▶ [REQUEST] Copy the data from its start through the line containing "pixel 499 37", swapping "drill" for "exercise" each time it appears and changing nothing else.

(Data items)
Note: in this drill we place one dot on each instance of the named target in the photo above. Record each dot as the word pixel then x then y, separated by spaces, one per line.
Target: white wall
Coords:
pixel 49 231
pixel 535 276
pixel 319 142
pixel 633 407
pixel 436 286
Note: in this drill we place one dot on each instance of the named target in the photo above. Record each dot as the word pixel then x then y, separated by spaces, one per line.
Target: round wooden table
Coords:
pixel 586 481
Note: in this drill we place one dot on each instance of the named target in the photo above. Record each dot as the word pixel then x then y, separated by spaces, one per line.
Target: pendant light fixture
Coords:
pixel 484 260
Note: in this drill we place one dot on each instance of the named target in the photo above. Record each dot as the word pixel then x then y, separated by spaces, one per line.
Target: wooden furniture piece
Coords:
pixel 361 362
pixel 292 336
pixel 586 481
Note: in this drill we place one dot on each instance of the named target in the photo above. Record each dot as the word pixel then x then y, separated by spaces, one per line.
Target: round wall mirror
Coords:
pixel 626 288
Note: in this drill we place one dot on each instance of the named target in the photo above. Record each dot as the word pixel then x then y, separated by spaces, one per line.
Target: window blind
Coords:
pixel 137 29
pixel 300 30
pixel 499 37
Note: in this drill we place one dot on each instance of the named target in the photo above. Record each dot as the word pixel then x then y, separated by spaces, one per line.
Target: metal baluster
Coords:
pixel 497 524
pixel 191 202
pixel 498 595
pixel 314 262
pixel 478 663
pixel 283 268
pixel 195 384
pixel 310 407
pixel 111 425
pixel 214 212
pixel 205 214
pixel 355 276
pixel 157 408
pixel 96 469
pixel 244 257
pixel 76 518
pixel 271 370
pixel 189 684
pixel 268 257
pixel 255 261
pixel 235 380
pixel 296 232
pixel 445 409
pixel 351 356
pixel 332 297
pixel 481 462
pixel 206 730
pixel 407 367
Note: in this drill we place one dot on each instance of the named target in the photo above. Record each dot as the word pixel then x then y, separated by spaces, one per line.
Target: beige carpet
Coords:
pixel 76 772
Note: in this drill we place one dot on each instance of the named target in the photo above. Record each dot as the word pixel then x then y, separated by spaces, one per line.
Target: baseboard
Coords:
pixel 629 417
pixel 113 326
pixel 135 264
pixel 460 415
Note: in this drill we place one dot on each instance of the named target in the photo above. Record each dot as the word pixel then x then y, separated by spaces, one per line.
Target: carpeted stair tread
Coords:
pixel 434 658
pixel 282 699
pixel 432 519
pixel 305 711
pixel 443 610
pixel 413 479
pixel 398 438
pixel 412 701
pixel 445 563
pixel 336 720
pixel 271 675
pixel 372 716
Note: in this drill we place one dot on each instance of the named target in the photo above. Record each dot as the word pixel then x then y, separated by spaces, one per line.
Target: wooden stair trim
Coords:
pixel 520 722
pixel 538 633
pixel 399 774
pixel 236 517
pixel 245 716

▶ [PROBLEM SOLUTION]
Note: in this exercise we place one dot on each instance of the named target in the photo above. Record each dot as the word pixel then x then y, separated by spaces, one per line.
Target: white wall
Coords:
pixel 49 231
pixel 535 276
pixel 319 142
pixel 633 407
pixel 436 286
Note: in this exercise we place one dot on each instance of the named target in the photo above. Record each dot as the word pixel then x then y, separated by spaces, one per line.
Target: round wooden table
Coords:
pixel 586 481
Note: in this exercise we place one dot on each instance of the named target in the photo above. Record each dot as the word pixel then x then y, separated by spaces, one per line.
Target: pendant light fixture
Coords:
pixel 484 260
Note: in this exercise we place one dot on each instance of the named target in the photo above. Record each dot as the word pixel then x then y, separated by spaces, one per line.
Target: wooden furniture piece
Coords:
pixel 361 362
pixel 292 336
pixel 586 481
Note: in this exercise we place one dot on each instance of the named target in the photo above. Record each dot as the word pixel then x then y, separated by spaces, one per line.
Target: round wall mirror
Coords:
pixel 626 288
Note: in this exercise we place one dot on each instance of the named target in the photo above. Record each dot as the word pixel then x then y, separated by spaces, one per line.
Target: window blind
Coords:
pixel 137 29
pixel 300 30
pixel 499 37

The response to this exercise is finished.